Logits vs. log-softmax

KFrank · September 12, 2020, 2:23am

Hi Zhihan!

The short, practical answer is because of what you typically do with
the log-softmax of the logits. You pass them into a loss function such
as nll_loss(). (Doing this gives you, in effect, the cross-entropy loss.)

If you were to pass the raw logits into nll_loss() you would get an
ill-behaved loss function that is unbounded below. That is, by, for
example, making the biases of your last linear layer (that produces the
logits) arbitrarily large, the logits will become arbitrarily large, and the
loss function will become arbitrarily “good,” that is large and negative.

But why is this?

As you have noticed, the log() function is almost, but not quite the
inverse of the softmax() function – the difference being a constant
(across classes for a given set of logits).

This constant is the difference between proper log-probabilities and
the “unnormalized log-probabilities” we call logits, and this is the
constant that becomes arbitrarily large when the nll_loss() function
diverges to -inf. Calculating log_softmax (logits) normalizes this
constant away. (And, in some sense, that’s all it does, because
log_softmax (log_softmax (logits)) = log_softmax (logits).)

This constant is the log of the denominator in the formula for
softmax(), namely log (sum_i {exp (logit_i)}).

log_softmax() has the further technical advantage: Calculating
log() of exp() in the normalization constant can become numerically
unstable. Pytorch’s log_softmax() uses the “log-sum-exp trick” to
avoid this numerical instability.

From this perspective, the purpose of pytorch’s log_softmax()
function is to remove this normalization constant – in a numerically
stable way – from the raw, unnormalized logits we get from a linear
layer so we can pass them into a useful loss function.

Best.

K. Frank

Source data —
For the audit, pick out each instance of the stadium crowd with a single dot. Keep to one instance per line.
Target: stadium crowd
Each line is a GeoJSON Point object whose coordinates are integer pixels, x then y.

Exercise instructions —
**a.** Copy word for word everything in the post on logits vs. log-softmax from "As you have" down to "(logits)) = log_softmax (logits).)".
**b.** In the post on logits vs. log-softmax, what does PyTorch's log_softmax() use to avoid numerical instability?

Responses to the exercise —
**a.**
As you have noticed, the log() function is almost, but not quite the
inverse of the softmax() function – the difference being a constant
(across classes for a given set of logits).

This constant is the difference between proper log-probabilities and
the “unnormalized log-probabilities” we call logits, and this is the
constant that becomes arbitrarily large when the nll_loss() function
diverges to -inf. Calculating log_softmax (logits) normalizes this
constant away. (And, in some sense, that’s all it does, because
log_softmax (log_softmax (logits)) = log_softmax (logits).)

**b.** The "log-sum-exp trick."